━━ Data supplied

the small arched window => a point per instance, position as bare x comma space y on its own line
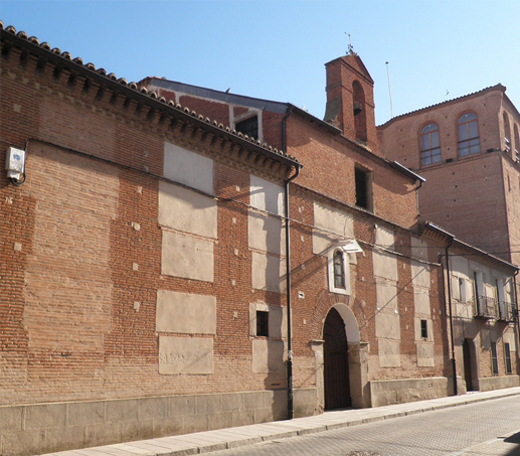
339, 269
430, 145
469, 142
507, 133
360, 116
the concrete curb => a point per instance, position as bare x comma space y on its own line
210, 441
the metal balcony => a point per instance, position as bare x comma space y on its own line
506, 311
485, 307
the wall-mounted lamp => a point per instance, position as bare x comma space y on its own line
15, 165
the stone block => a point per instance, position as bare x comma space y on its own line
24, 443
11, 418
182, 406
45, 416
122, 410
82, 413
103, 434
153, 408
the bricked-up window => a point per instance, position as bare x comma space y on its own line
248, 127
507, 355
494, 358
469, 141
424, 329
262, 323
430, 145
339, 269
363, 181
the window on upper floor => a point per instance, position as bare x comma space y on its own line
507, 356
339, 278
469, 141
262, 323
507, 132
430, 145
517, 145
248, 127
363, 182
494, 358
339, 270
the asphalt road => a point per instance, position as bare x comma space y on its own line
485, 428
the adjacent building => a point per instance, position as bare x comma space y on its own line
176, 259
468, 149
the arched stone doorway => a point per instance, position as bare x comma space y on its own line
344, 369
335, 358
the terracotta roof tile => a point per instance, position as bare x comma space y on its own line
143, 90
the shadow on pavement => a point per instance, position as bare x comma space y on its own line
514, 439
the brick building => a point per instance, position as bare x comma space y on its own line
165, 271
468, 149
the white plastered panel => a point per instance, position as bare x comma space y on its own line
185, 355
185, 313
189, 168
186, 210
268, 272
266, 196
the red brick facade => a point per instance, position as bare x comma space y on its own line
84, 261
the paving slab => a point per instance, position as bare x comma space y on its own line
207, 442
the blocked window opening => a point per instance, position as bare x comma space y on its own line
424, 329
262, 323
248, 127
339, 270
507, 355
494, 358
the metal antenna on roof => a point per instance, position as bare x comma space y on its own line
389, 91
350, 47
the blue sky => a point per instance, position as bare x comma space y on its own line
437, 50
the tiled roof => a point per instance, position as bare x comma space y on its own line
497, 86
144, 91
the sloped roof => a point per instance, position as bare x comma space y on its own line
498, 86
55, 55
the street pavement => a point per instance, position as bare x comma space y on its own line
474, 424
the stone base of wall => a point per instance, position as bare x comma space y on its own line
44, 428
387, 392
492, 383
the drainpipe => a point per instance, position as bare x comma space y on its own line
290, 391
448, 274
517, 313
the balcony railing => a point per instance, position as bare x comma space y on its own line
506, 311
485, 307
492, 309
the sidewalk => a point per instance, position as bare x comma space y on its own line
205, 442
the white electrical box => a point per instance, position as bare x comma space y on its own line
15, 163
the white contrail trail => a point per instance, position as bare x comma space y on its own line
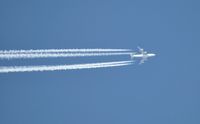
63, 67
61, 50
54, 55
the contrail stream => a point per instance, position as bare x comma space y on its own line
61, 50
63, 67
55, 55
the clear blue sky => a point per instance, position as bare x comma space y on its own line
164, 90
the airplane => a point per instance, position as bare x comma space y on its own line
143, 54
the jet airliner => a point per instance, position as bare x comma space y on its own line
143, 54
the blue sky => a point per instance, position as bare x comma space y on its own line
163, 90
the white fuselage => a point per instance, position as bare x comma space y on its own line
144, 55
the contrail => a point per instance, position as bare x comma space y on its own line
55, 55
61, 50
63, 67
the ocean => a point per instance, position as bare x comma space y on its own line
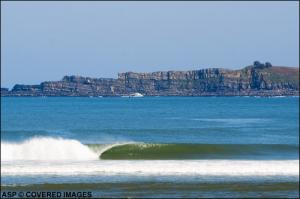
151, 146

━━━━

▶ [Short exercise]: Rewrite every line from the one containing "the white fuselage" through the end of the rows, both included, keeping the requests as they are and adding -85 to each coordinate in the answers. Leave the pictures out.

▶ [Task result]:
the white fuselage => a point per instance, position as bare x comma space y on its own line
59, -30
the contrail => a point per instance, position as bare x comma space y on its own line
-30, -30
-24, -35
-22, -18
the ocean => a point per instance, position as bare x comma space y on its own line
66, 61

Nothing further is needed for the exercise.